Written problem 1: Repeat the passage on Caergwrle Castle from "The Castle, however, is" to "the Community Council!", swapping "Prince" for "ruler".
Written problem 2: Does the passage on Caergwrle Castle support each statement below? Answer yes or no for each and quote the deciding words. (a) A member of the public raised the concerns about metal detecting. (b) Caergwrle Castle is currently owned by CADW. (c) Caergwrle Castle was the first castle built by a native Welsh Prince.

Passage given:
— Start —

Readers may have read recent news about vandalism at Caergwrle Castle. Concerns about divot holes, left by metal detecting, were raised by a member of the public who passed a note to me at a recent meeting of Hope Community Council.
I went to the site to investigate and was shocked to see that, not only was the information correct about metal detecting, but there had also been a fire made in the bread oven of the Castle itself and that some damage had been done to the masonry of the feature.It has to be stressed that it is illegal to use a metal detector or light a fire within the area of a Scheduled Ancient Monument. The bread oven itself was discovered during the period of archaeological excavation that took places under the auspices of Clwyd Archaeological Trust between 1988 and 1990 and was the subject of a report written by the Principal Archaeologist, John Manley (Manley. J. 1990. ‘A medieval bread-oven from Caergwrle Castle. Clwyd’. Archaeology in Wales 30. 21-24.) The feature is of particular note because it was almost certainly used to provide bread for the large number of workers who were employed to reconstructed the Castle by Edward I after it had been damaged by its initial founder, Prince Dafydd ap Gruffudd.
The good news is that the event has acted as a catalyst further consideration to be given to the issue of the long-term management of the Castle itself. It is currently the responsibility of Hope Community Council, as owners of the site, to address issues associated with both the woodland and the monument itself.
The Castle, however, is a monument of national importance – it is the last Castle built by a native Welsh Prince and its story provides an entry point to an understanding of a critical period in the history of the Welsh nation. That Prince was himself the first person in British history to be hung, drawn and quartered for the crime of High Treason. Given its national importance it is being argued that Caergwrle Castle should actually be cared for by CADW and the case is being made for this to be given consideration. From the local point of view there is concern that local residents should not be required to foot the bill for the upkeep of a national monument. Expertise in managing a national monument has never been a requirement for those standing for election to the Community Council!

— End —

Provided data:
— Start —

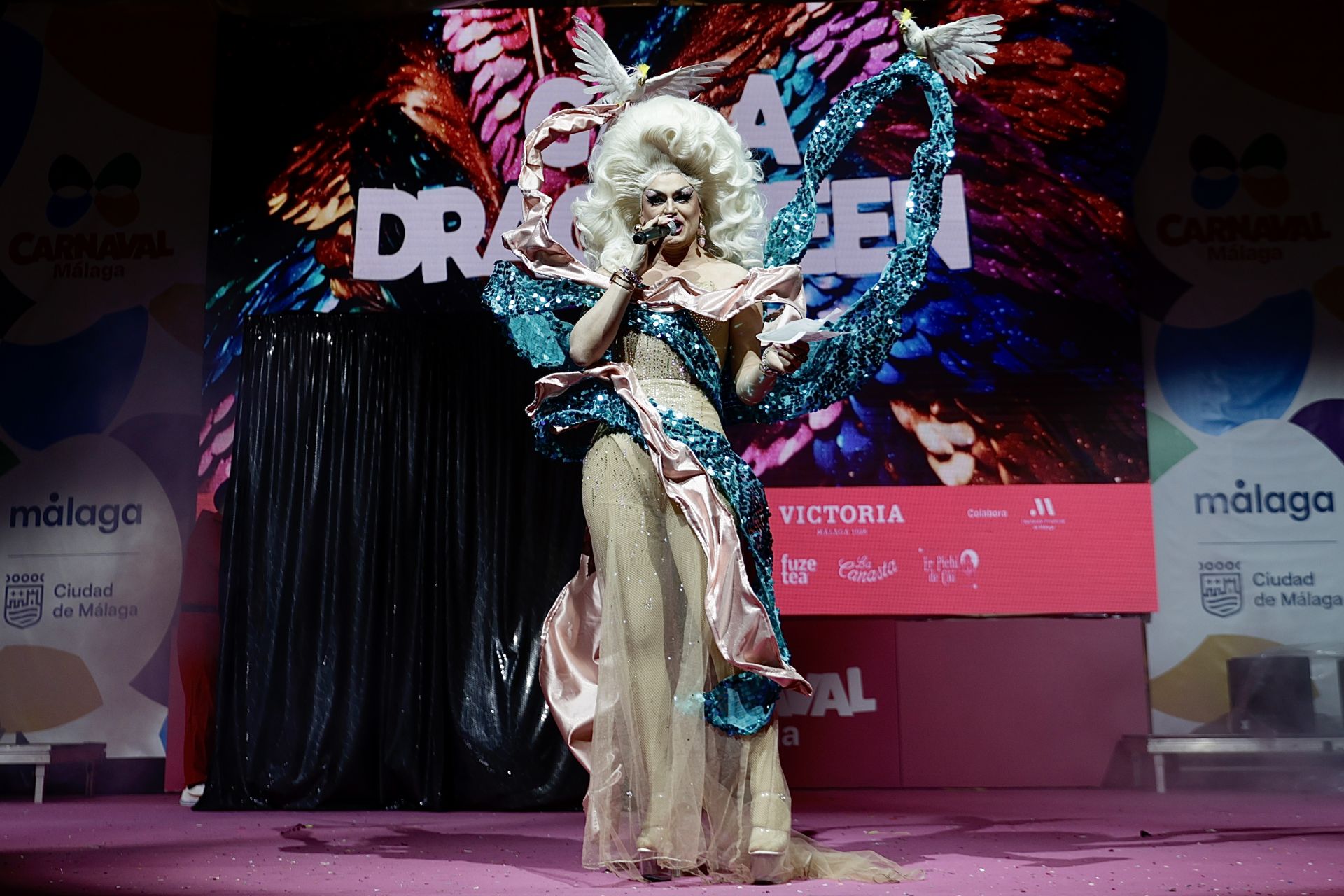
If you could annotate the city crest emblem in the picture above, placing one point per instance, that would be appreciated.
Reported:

— End —

Complete response 1:
The Castle, however, is a monument of national importance – it is the last Castle built by a native Welsh ruler and its story provides an entry point to an understanding of a critical period in the history of the Welsh nation. That ruler was himself the first person in British history to be hung, drawn and quartered for the crime of High Treason. Given its national importance it is being argued that Caergwrle Castle should actually be cared for by CADW and the case is being made for this to be given consideration. From the local point of view there is concern that local residents should not be required to foot the bill for the upkeep of a national monument. Expertise in managing a national monument has never been a requirement for those standing for election to the Community Council!

Complete response 2:
(a) Yes: "Concerns about divot holes, left by metal detecting, were raised by a member of the public"
(b) No: "It is currently the responsibility of Hope Community Council, as owners of the site"
(c) No: "it is the last Castle built by a native Welsh Prince"